**SET TASK:** Copy out the listing below word for word, from its first line through the line containing "x=143 y=110", with both of those lines included.
------------------------------------
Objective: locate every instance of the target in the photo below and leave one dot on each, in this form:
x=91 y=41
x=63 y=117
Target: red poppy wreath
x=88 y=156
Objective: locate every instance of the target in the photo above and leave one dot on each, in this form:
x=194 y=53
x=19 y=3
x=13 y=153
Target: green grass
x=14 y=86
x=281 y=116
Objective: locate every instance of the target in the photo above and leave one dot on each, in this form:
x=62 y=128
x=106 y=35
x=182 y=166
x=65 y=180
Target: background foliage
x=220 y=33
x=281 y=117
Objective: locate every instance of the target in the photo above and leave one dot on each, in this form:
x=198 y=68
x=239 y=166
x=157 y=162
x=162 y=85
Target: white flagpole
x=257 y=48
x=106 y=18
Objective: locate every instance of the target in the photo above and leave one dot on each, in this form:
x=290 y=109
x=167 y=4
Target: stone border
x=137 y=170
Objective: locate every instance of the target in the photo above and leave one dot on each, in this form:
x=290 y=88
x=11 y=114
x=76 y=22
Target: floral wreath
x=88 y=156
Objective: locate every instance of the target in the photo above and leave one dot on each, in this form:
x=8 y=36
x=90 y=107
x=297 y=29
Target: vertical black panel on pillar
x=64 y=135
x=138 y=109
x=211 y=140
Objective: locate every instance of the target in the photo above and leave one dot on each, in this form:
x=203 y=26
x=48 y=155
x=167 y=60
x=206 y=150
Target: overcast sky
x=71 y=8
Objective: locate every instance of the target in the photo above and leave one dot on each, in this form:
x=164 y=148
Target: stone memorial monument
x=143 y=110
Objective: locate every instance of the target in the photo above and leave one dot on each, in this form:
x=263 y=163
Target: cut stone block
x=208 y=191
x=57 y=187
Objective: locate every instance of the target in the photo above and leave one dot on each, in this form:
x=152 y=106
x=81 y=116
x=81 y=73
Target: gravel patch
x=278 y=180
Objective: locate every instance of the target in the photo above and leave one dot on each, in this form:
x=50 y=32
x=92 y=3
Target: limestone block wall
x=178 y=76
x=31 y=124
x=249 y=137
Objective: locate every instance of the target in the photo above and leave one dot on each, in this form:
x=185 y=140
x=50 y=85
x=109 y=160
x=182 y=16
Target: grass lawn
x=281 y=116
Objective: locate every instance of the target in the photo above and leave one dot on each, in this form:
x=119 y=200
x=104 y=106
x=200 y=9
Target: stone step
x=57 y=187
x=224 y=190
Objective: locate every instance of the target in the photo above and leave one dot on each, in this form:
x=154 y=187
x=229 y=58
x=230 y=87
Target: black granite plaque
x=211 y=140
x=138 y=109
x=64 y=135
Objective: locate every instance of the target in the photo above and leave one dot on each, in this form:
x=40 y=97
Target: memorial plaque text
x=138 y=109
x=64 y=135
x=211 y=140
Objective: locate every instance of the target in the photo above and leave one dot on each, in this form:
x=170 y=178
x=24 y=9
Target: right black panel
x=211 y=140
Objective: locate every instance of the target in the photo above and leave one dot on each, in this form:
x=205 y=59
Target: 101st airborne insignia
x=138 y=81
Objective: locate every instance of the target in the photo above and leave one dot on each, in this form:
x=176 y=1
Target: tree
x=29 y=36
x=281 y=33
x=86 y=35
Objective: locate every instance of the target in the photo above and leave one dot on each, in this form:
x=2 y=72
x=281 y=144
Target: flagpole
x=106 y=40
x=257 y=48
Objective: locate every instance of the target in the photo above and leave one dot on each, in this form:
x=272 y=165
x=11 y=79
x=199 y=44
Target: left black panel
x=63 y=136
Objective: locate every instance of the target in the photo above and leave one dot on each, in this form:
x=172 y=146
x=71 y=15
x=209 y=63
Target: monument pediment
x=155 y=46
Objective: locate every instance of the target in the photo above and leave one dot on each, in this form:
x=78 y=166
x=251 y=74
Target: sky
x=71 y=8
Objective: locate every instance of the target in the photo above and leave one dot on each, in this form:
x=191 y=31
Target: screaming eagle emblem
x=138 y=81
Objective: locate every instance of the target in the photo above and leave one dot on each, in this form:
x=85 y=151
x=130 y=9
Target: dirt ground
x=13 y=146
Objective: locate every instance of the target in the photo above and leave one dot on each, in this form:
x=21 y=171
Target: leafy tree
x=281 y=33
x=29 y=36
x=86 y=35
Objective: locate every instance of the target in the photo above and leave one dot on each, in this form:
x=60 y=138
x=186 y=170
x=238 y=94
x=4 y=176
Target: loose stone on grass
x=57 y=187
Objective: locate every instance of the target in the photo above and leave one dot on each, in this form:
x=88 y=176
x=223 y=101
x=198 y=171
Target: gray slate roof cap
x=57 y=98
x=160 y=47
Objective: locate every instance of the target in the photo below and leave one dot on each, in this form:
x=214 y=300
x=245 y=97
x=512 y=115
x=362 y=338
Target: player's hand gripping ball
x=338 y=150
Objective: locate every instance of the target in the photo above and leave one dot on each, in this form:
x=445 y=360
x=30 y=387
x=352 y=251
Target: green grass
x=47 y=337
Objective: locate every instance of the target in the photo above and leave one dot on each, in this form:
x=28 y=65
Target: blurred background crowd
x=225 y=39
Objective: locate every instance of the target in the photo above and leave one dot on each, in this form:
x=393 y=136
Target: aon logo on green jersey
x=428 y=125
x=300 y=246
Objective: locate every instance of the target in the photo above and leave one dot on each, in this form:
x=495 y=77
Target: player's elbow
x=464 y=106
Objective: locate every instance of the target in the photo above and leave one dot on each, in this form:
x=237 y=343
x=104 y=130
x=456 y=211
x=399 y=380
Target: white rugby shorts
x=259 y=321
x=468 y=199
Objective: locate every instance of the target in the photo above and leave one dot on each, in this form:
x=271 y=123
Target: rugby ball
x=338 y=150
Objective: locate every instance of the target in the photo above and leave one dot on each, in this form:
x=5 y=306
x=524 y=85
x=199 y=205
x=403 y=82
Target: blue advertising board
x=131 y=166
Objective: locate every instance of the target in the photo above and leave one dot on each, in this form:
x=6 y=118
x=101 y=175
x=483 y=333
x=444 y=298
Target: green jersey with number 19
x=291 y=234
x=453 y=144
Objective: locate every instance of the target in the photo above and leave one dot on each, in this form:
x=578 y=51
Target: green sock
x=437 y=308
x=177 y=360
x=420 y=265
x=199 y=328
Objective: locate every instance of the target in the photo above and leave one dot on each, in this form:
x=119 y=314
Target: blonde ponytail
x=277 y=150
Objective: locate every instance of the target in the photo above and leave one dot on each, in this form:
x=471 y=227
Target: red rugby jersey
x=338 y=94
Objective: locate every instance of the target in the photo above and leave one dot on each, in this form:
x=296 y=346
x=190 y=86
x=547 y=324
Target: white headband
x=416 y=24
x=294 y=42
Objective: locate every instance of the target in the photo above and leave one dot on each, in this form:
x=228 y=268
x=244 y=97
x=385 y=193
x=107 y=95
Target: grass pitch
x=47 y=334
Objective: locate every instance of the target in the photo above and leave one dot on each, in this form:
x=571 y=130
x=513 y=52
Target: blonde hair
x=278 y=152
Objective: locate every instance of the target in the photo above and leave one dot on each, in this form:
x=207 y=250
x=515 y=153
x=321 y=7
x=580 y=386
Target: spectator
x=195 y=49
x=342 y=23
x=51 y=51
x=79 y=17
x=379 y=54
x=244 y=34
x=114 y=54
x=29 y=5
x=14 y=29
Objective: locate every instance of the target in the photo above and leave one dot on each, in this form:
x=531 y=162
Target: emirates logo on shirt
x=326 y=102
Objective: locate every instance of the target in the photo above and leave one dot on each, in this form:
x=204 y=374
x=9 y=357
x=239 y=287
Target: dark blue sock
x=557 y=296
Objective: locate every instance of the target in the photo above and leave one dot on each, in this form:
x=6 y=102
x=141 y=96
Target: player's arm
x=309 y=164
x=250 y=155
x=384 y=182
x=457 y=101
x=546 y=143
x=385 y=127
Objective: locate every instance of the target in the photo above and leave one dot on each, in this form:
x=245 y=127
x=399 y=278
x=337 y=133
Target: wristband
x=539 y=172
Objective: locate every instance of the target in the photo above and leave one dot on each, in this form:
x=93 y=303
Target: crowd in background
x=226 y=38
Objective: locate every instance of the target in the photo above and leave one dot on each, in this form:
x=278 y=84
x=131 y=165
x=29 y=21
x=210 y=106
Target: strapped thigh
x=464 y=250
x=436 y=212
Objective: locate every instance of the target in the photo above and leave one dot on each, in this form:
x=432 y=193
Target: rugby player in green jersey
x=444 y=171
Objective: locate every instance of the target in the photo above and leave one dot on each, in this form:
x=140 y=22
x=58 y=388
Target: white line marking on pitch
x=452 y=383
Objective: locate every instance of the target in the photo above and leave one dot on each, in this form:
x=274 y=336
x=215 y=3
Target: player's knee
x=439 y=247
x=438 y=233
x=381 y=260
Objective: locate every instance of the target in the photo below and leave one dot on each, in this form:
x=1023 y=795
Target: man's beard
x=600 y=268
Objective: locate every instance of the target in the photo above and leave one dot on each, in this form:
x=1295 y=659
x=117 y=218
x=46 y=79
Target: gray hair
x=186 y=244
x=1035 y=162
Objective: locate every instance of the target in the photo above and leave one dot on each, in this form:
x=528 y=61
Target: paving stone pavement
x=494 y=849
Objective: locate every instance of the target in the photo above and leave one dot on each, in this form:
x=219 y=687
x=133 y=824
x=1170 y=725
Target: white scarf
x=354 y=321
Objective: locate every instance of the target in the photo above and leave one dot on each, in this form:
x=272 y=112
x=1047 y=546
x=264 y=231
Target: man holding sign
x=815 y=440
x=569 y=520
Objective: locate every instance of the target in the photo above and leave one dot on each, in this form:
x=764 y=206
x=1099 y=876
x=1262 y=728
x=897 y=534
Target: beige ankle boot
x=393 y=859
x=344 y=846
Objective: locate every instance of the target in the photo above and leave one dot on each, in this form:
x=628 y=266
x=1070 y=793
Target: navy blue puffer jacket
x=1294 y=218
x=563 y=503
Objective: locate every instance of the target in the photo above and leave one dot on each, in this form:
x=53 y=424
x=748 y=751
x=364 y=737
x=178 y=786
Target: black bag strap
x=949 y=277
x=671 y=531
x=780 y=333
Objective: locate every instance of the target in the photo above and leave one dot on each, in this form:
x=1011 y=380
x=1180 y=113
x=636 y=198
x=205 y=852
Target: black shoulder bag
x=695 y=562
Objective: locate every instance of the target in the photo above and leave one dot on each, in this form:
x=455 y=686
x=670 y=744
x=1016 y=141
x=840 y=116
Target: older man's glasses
------------------------------------
**TASK RESULT:**
Objective: locate every instance of the target in the photo below and leave one dot on each, in this form:
x=91 y=41
x=63 y=117
Target: red poppy wreath
x=88 y=156
Objective: locate every instance of the target in the photo above and leave one dot on each, in this form:
x=194 y=53
x=19 y=3
x=13 y=153
Target: green grass
x=14 y=86
x=281 y=116
Objective: locate every instance of the target in the photo above and leave one dot on each, in this form:
x=62 y=128
x=106 y=35
x=182 y=166
x=65 y=180
Target: background foliage
x=220 y=33
x=281 y=117
Objective: locate every instance of the target in the photo above and leave one dot on each, in this form:
x=198 y=68
x=239 y=166
x=157 y=162
x=162 y=85
Target: white flagpole
x=257 y=48
x=106 y=18
Objective: locate every instance of the target in the photo above and leave one dot on each, in this form:
x=290 y=109
x=167 y=4
Target: stone border
x=137 y=170
Objective: locate every instance of the target in the photo above and leave one dot on each, in this form:
x=290 y=88
x=11 y=114
x=76 y=22
Target: floral wreath
x=88 y=156
Objective: locate every instance of the target in the photo above and leave one dot on each, in this form:
x=8 y=36
x=90 y=107
x=297 y=29
Target: vertical black panel on pillar
x=64 y=135
x=138 y=109
x=211 y=140
Objective: locate every instance of the target in the photo above and leave one dot on each, in this form:
x=203 y=26
x=48 y=155
x=167 y=60
x=206 y=150
Target: overcast sky
x=71 y=8
Objective: locate every instance of the target in the photo above and leave one dot on each, in this form:
x=164 y=148
Target: stone memorial monument
x=143 y=110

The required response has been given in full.